▼

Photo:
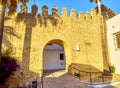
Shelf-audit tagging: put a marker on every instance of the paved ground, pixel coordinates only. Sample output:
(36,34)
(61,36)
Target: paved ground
(61,79)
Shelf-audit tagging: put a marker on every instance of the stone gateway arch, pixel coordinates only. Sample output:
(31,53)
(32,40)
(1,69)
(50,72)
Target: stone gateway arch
(27,35)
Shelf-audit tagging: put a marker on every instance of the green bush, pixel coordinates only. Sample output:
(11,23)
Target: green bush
(77,74)
(112,68)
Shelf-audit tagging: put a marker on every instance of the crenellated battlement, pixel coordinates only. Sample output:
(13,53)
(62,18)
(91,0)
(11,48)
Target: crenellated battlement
(64,13)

▲

Rewrite the material above, replacing "paved ground" with "stone pavement" everywhere and leaving everything else unchanged. Leave the pictures out.

Photo:
Shelf-audit tagging: put a marker on every instance of the stone pavement, pixel coordinates only. Sample output:
(36,34)
(61,36)
Target: stone pavement
(61,79)
Shelf-audit tagging: put a marker on every instance of the stone gateway arch, pixel coordinates only. Sample output:
(31,53)
(32,40)
(1,69)
(50,72)
Target: stone gateway arch
(27,35)
Shelf-audit tagging: put a marker on every instance of the green bush, pixel coordinates only. Sample output:
(11,23)
Target: green bush
(77,74)
(112,68)
Shelf-audit tagging: put a marker on every instance of the crenellated battlement, pixel coordinates only. Sample output:
(13,53)
(62,18)
(91,0)
(11,48)
Target: crenellated battlement
(64,13)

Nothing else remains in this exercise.